_課題の詳細:_ ローリング・ストーンズの回顧展を扱った引用文から、「ミュージシャンにとってオタクを極めるための大量の品々」を含む語句で始まり「のハード・ロック・カフェに。」で終わる部分を、一字一句変えずに書き出してください。

_引用文:_
-*-
デヴィッド・ボウイの回顧展『デヴィッド・ボウイ・イズ』を踏襲

今回の回顧展は、2013年にヴィクトリア・アンド・アルバート博物館で開催され、カナダ、ブラジル、ドイツ、アメリカ、フランス、オーストラリア、オランダと回って、大観衆を集めたデヴィッド・ボウイの回顧展『デヴィッド・ボウイ・イズ』を彷彿とさせるところがある。展示品は似たような物でまとめられていて、『デヴィッド・ボウイ・イズ』も高い基準の品を展示していたのに対して、ザ・ローリング・ストーンズはその基準を超えようとしてきた。足りない物といえば、個人的な品々だ。デヴィッド・ボウイは私物も展示品に加えていたが、ザ・ローリング・ストーンズの展示では、メンバーのプライベートな生活がほんの少し明かされているだけだ。この点は小さな不満だ。とはいえ、ザ・ローリング・ストーンズ・ファンにとっては、念願の夢が叶った回顧展である。

キース・リチャーズが書き続けた超細かすぎる日記

キース・リチャーズが若かりし頃に綴った日記のファクシミリが展示されている。細部までこだわる彼の几帳面さがものすごく細かい字で綴られている。あるライヴには612人の観客が見に来たことまで書かれている一方、同時期のバンドの練習については「これまで見た中でも最高のリハーサル」と書いている。

ミュージシャンにとってオタクを極めるための大量の品々

ブライアン・ジョーンズの66年型ヴォックス・ダルシマー、ビル・ワイマンのヴォックスのアンプ、キース・リチャーズのハーモニー・メテオ、ジョニー・デップがロニー・ウッドに贈ったリッケンバッカー……こっそりハンバーガーを持ち込めば、そこは世界一のハード・ロック・カフェに。

彼らから民泊したくなくなるはず

この回顧展には、1962年からミック・ジャガー、ブライアン・ジョーンズとキース・リチャーズが共同生活をしていたエディス・グローブの再現部屋もある。ビールの空き瓶があちこちに転がっていて、灰皿は山盛り、牛乳瓶にはカビが生えていて、ベッドの下にはプレイボーイが仕舞い込まれている。その中でも誇れる展示品は『ニュー ・ミュージカル・エクスプレス』誌の1962年7月号だ。キース・リチャーズの母親は、いつも洗濯した洋服を彼のところに持っていっていたという。「実際は悪い場所なんかじゃなかった」というミック・ジャガーの言葉が壁に書かれている。「ここでドンチャン騒ぎをしてたんだ」
-*-
ポインティング用データセットの項目:

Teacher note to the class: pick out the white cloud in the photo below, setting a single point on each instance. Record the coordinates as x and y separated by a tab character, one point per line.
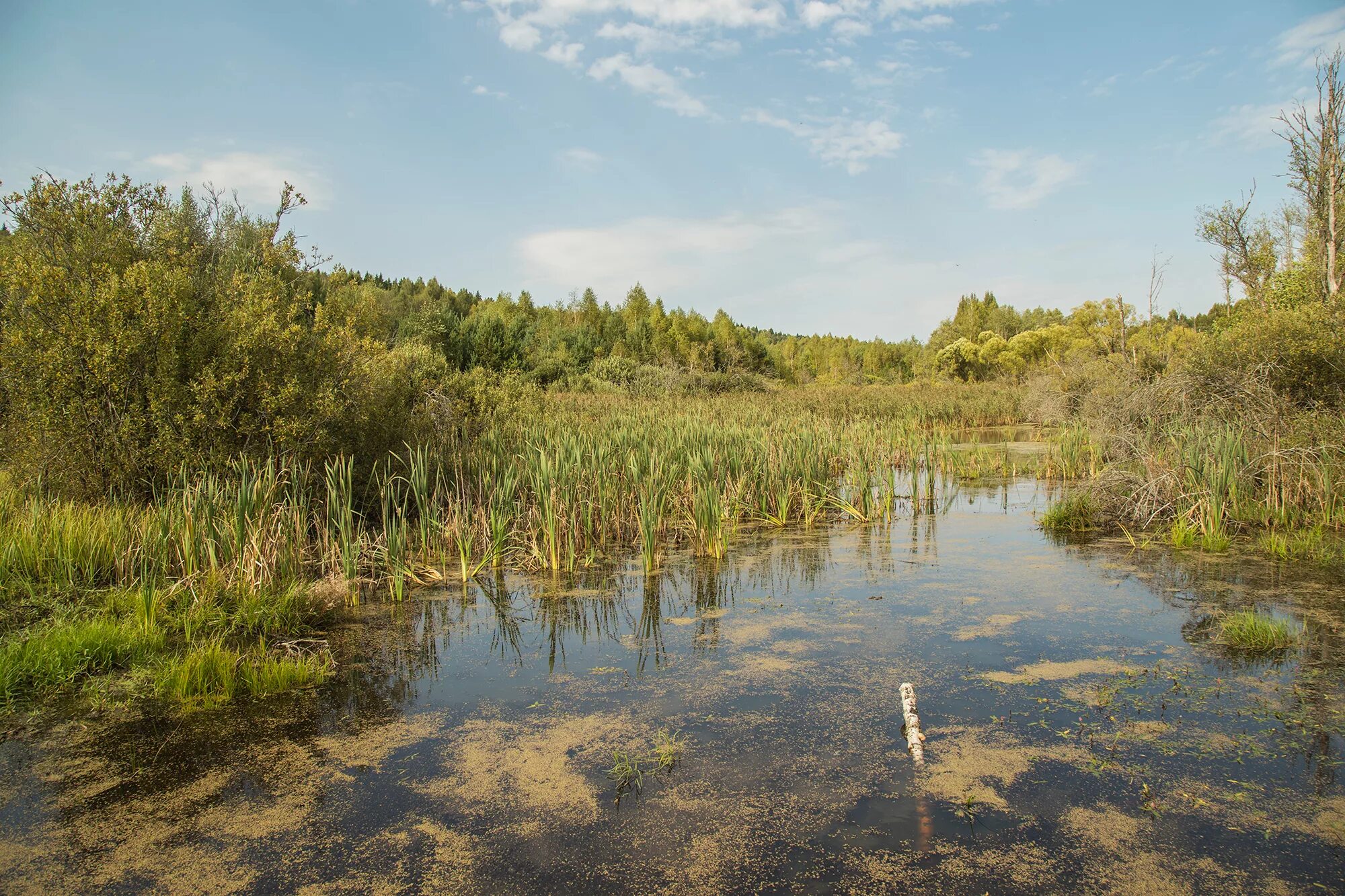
1163	67
520	34
669	252
580	158
1105	87
1323	33
648	40
482	91
567	54
923	24
848	30
258	178
645	79
817	14
769	268
839	142
691	14
1252	126
914	7
1019	179
832	64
-*-
_記述解答:_
ミュージシャンにとってオタクを極めるための大量の品々

ブライアン・ジョーンズの66年型ヴォックス・ダルシマー、ビル・ワイマンのヴォックスのアンプ、キース・リチャーズのハーモニー・メテオ、ジョニー・デップがロニー・ウッドに贈ったリッケンバッカー……こっそりハンバーガーを持ち込めば、そこは世界一のハード・ロック・カフェに。